▸ Exercise instructions:
(A) Convert the stretch of the listing from the line containing "I would be grateful if you could indicate the wrought" through the end of the listing into a Markdown table with the columns n and Line, one row per line. Omit blank lines.
(B) Continue the thread about teaching linear algebra from where it stops.

Hacker News new | past | comments | ask | show | jobs | submit login
Fundamentals of Linear Algebra and Optimization [pdf] (upenn.edu)
339 points by mindcrime on Dec 14, 2017 | hide | past | favorite | 59 comments



My test for linear algebra books is how they first present matrices and matrix multiplication.

If they define a matrix as an NxM table of numbers with a multiplication operation defined as this complicated formula with a couple of nested sigmas, and then much later a lemma is mentioned that says every linear transformation can be represented as a matrix and then the composition of two transforms is the matrix multiplication of their matrix forms, I throw the book away in disgust. I throw most books away in disgust.

This is the second book I've seen that does it right, but unlike the other one [1] this one wraps the very correct presentation of matrices in so much technical language and such a boring cover story that I almost threw it away in disgust anyway.

My greatest wish in STEM education is that we teach linear algebra better. It's such low hanging fruit and could change so much!

▸ Data for this exercise:
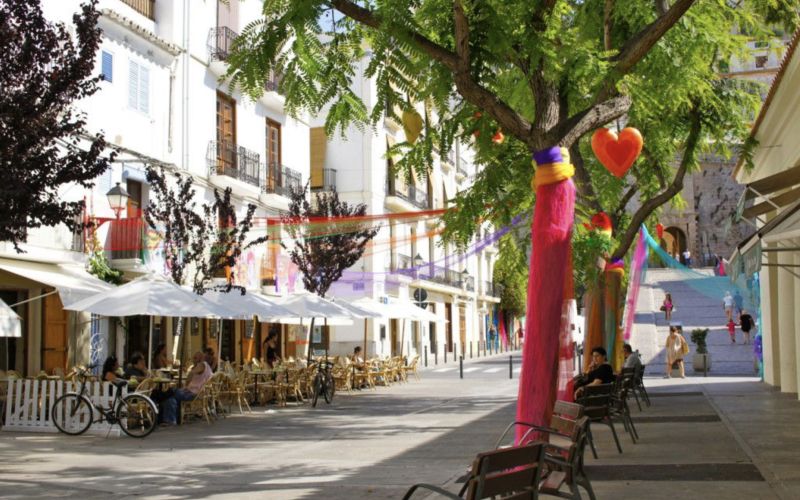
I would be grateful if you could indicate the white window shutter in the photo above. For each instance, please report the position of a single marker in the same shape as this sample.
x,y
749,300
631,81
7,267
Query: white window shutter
x,y
133,85
144,89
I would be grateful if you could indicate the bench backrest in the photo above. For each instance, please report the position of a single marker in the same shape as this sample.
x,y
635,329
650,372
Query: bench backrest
x,y
507,471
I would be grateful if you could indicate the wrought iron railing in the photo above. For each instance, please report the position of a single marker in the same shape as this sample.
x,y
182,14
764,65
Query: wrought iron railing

▸ Responses to the exercise:
(A)
| n | Line |
|---|---|
| 1 | I would be grateful if you could indicate the wrought iron railing in the photo above. For each instance, please report the position of a single marker in the same shape as this sample. |
| 2 | x,y |
| 3 | 182,14 |
| 4 | 764,65 |
| 5 | Query: wrought iron railing |

(B)
[1] which I saw linked in HN a year ago and don't remember the name of, but it was something like "linear algebra taught the correct way" and was apparently well known in the States so ask your friends


I think the book you're talking about is Axler's "Linear Algebra Done Right." I worked through the problems in this book with some friends, and it is a very good presentation.

After doing that book I wanted to see what other books were out there, which ones were the good ones, and sort of classify them. I came up with this list: https://begriffs.com/posts/2016-07-24-best-linear-algebra-bo...

I classify the books as Generalist (like Axler's), Theoretical (starting from e.g. modules rather than vector spaces), Numerical (matrix normal forms and algorithms), Practice (books full of problems), and a few other categories.


> After doing that book I wanted to see what other books were out there, which ones were the good ones, and sort of classify them. I came up with this list: https://begriffs.com/posts/2016-07-24-best-linear-algebra-bo...

Ironically you put "Jänich, K. (1994). Linear algebra. New York: Springer-Verlag." into the "Theoretical" section: In Germany this book (its German original) is not that well-regarded, since it is considered as far to shallow. Much better (and more hard to read) German textbooks are

Gerd Fischer - Lineare Algebra: Eine Einführung für Studienanfänger (Linear Algebra: An Introduction for freshmen)

Siegfried Bosch - Lineare Algebra (and its companion book: Siegfried Bosch - Algebra)


You're right, I made a mistake. Just reviewed the table of contents on Amazon and it looks pretty short, and not particularly theoretical. Also poorly reviewed. I don't remember how it got on my list but I'm removing it.


Aweomse. Thank you. Jealous of you and your friends. Wish I had a Pythagorean squad :)


I've heard Shilov's text described as a great complement to Axler's.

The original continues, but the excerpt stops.